- _Directions_: Copy the records below, switching every "named fields" to "labeled fields" and keeping everything else unchanged.

= = =

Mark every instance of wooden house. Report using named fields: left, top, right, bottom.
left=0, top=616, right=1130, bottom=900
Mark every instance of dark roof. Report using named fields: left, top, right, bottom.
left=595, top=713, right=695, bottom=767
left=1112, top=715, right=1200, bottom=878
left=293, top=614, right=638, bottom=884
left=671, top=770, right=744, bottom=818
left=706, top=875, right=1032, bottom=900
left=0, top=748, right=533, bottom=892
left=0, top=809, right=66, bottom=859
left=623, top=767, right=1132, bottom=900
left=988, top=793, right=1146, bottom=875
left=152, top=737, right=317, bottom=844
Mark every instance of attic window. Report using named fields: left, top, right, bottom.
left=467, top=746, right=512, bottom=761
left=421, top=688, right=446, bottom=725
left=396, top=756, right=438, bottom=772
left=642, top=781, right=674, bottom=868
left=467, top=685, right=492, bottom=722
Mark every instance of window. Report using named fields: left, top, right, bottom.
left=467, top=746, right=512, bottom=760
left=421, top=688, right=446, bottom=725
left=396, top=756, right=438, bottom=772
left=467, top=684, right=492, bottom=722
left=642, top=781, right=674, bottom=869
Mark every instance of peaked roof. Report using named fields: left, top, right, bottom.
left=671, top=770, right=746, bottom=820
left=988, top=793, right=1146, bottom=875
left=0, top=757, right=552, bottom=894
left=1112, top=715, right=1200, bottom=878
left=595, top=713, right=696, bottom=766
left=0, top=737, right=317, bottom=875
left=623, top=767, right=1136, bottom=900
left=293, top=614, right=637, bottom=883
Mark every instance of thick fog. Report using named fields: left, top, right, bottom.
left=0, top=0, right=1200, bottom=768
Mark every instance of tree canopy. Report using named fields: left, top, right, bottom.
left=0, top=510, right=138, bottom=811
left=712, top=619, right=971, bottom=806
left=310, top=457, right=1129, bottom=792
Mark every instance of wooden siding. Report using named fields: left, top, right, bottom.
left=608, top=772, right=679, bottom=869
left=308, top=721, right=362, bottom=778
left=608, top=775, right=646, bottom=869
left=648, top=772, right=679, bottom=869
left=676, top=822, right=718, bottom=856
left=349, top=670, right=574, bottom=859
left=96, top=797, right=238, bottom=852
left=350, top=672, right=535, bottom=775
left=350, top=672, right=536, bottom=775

= = =

- _Solution for this problem_:
Mark every instance of wooden house. Report using labeled fields: left, top, right, bottom.
left=0, top=616, right=1130, bottom=900
Mark every instance of dark roof. Report using labeled fields: left, top, right, bottom.
left=595, top=713, right=695, bottom=767
left=1112, top=715, right=1200, bottom=878
left=293, top=614, right=638, bottom=884
left=671, top=770, right=744, bottom=818
left=706, top=875, right=1032, bottom=900
left=0, top=748, right=533, bottom=892
left=0, top=809, right=66, bottom=859
left=623, top=767, right=1132, bottom=900
left=988, top=793, right=1146, bottom=875
left=152, top=737, right=317, bottom=844
Mark every instance of attic window. Report using labeled fields: left, top, right, bottom.
left=467, top=746, right=512, bottom=761
left=421, top=688, right=446, bottom=725
left=396, top=756, right=438, bottom=772
left=642, top=781, right=674, bottom=868
left=467, top=685, right=492, bottom=722
Mark every instance of window. Report using labeled fields: left, top, right, bottom.
left=467, top=746, right=512, bottom=760
left=421, top=688, right=446, bottom=725
left=396, top=756, right=438, bottom=772
left=467, top=684, right=492, bottom=722
left=642, top=781, right=674, bottom=869
Mark every instance of peaked roof. Report using labeled fields: left, top, right, bottom.
left=671, top=770, right=746, bottom=820
left=988, top=793, right=1146, bottom=875
left=0, top=757, right=552, bottom=894
left=1112, top=715, right=1200, bottom=878
left=595, top=713, right=696, bottom=766
left=0, top=737, right=317, bottom=875
left=623, top=767, right=1136, bottom=900
left=293, top=614, right=637, bottom=883
Mark every instance of thick fog. Report using labeled fields: left, top, right, bottom.
left=0, top=0, right=1200, bottom=768
Mark every instance of tree canopy. Report using labeled fields: left, top, right, bottom.
left=0, top=510, right=138, bottom=811
left=712, top=619, right=971, bottom=806
left=310, top=457, right=1129, bottom=792
Mark every instance of wooden siding. Report using labeled fields: left, top, right, bottom.
left=608, top=772, right=679, bottom=869
left=308, top=721, right=362, bottom=778
left=608, top=775, right=646, bottom=869
left=648, top=772, right=679, bottom=869
left=676, top=822, right=718, bottom=856
left=349, top=670, right=574, bottom=859
left=96, top=797, right=238, bottom=852
left=350, top=672, right=535, bottom=775
left=350, top=672, right=536, bottom=775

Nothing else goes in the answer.